Reprint all entries without any alteration.
Supplied records Start Marker
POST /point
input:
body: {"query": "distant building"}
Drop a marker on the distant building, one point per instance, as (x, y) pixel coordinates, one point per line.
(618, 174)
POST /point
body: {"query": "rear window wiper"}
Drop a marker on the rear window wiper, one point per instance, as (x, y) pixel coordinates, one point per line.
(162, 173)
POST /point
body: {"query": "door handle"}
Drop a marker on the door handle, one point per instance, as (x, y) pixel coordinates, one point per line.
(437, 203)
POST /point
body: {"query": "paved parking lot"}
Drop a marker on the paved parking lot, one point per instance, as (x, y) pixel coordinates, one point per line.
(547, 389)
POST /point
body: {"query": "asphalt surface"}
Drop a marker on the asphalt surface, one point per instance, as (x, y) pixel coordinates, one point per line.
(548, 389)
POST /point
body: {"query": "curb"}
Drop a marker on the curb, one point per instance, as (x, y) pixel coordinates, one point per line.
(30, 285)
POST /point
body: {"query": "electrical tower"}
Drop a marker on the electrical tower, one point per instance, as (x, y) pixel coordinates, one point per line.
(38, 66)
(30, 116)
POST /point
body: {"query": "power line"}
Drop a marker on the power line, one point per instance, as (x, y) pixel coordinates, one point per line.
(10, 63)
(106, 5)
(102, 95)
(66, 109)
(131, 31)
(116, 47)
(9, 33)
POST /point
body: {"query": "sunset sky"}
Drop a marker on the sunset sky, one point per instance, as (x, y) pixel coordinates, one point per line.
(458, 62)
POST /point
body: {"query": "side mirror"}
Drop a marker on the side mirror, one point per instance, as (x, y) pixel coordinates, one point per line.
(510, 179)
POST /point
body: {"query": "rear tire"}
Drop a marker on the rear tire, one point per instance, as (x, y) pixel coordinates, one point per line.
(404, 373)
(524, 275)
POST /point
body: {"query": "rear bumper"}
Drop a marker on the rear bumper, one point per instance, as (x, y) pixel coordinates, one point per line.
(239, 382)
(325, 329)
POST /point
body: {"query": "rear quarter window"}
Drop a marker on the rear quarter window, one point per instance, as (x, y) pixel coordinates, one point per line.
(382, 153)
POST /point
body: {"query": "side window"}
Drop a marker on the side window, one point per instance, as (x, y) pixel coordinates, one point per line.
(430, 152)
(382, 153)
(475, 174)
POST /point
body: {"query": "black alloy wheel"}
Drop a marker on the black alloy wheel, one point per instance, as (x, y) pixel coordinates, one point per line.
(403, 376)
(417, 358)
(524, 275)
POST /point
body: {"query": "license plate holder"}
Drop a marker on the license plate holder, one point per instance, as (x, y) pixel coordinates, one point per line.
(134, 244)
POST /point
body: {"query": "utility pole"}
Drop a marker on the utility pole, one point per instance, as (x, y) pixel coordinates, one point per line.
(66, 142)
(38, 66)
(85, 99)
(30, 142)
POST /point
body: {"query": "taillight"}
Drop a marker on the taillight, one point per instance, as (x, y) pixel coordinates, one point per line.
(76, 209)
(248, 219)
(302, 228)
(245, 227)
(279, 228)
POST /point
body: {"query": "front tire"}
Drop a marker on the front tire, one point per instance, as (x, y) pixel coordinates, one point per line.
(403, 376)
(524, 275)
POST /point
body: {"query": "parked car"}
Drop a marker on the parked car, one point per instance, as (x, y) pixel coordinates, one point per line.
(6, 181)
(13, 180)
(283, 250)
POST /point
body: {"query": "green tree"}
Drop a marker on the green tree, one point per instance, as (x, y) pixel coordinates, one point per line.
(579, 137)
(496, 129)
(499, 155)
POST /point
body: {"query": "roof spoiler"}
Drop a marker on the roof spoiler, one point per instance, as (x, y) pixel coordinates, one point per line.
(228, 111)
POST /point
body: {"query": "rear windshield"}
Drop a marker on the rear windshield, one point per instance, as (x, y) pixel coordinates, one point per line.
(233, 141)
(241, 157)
Supplied records End Marker
Solution below
POST /point
input:
body: {"query": "distant building"}
Drop a marker on the distant building, one point per instance, as (x, y) pixel coordinates, one point per line.
(618, 174)
POST /point
body: {"query": "rear window wiper"}
Drop a marker on the rear window wiper, one point per instance, as (x, y) pixel coordinates, one point per line.
(162, 173)
POST /point
body: {"query": "door handle"}
Drop a marker on the door handle, one point per instance, as (x, y) pixel coordinates, one point per line.
(437, 203)
POST /point
body: {"query": "paved parking lot"}
Drop a marker on the paved parking lot, one point per instance, as (x, y) pixel coordinates, one point per line.
(547, 389)
POST /point
body: {"query": "asphalt surface"}
Drop a marker on the asphalt surface, one point per instance, as (x, y) pixel coordinates, one point per line.
(548, 389)
POST /point
body: {"query": "curb"}
Drop a marker on the curb, one point per instance, as (x, y) pixel coordinates, one point per line.
(30, 285)
POST /point
body: {"query": "electrical tower"}
Drop a marker on the electrical tower, one point per instance, as (x, y) pixel coordinates, one point per line.
(38, 66)
(30, 116)
POST /point
body: {"query": "power line"}
Drop a marker on the power line, one point per instance, as (x, y) pixel coordinates, one point per line.
(10, 63)
(106, 5)
(102, 95)
(66, 109)
(131, 31)
(116, 47)
(9, 33)
POST /point
body: {"query": "sunset sky"}
Drop a marker on the sunset sky, one point per instance, as (x, y) pixel coordinates, one point per line.
(458, 62)
POST /point
body: {"query": "side mirror"}
Drop a marker on the side mirror, one point per instance, as (x, y) pixel coordinates, one point per line.
(510, 179)
POST /point
body: {"query": "rear tire"}
Drop a marker on the rear tire, one point per instance, as (x, y) pixel coordinates, one point per line.
(404, 373)
(524, 275)
POST /point
body: {"query": "rear bumper"}
Drop a marker on the rear bumper, one point per instance, as (x, y) pixel coordinates, one point per line.
(239, 382)
(325, 329)
POST /point
body: {"query": "rear quarter window"}
Drop a marker on the rear quarter window, one point per instance, as (x, y) pixel coordinates, one point per line.
(382, 153)
POST /point
body: {"query": "side window"}
Drop a marker on the side window, one point per instance, as (x, y) pixel coordinates, one point per line.
(430, 152)
(382, 153)
(475, 174)
POST /point
body: {"query": "black alloy wheel"}
Drop a marker on the black alloy wheel, one point per instance, as (x, y) pixel coordinates, one point per line.
(403, 376)
(417, 358)
(524, 275)
POST /point
body: {"query": "license plate holder"}
Drop a marker on the license plate holder, one point per instance, as (x, y) pixel coordinates, one point per line.
(134, 244)
POST /point
body: {"query": "utility pole"}
Drop a marker on the utility pole, one point per instance, as (x, y) pixel coordinates, one point per line.
(66, 142)
(38, 66)
(85, 99)
(30, 142)
POST /point
body: {"query": "taillight"}
Drop a marker on the taillight, one point per instance, as (x, y) pixel coordinates, one point per line.
(76, 209)
(248, 219)
(302, 228)
(245, 227)
(279, 228)
POST /point
body: {"query": "front tire"}
Drop a marker on the front tire, one point per instance, as (x, y) pixel coordinates, one point per line.
(403, 376)
(524, 275)
POST /point
body: {"query": "parked car"}
Drop a marker on the parked car, one point per instance, as (x, y) pixel coordinates, one point per line.
(6, 181)
(13, 180)
(283, 250)
POST /point
body: {"query": "green tree"}
Drop a marker on the green tree, one point per instance, as (x, y) pixel coordinates, one point per line.
(579, 137)
(496, 129)
(499, 155)
POST /point
body: {"query": "roof spoiler"}
Drop a marker on the roof spoiler, one point per instance, as (x, y) pixel coordinates, one point per line.
(228, 111)
POST /point
body: {"query": "rear windshield"}
Drop a marker on the rear windshield, one point per instance, as (x, y) pixel coordinates, one point per line.
(233, 141)
(241, 157)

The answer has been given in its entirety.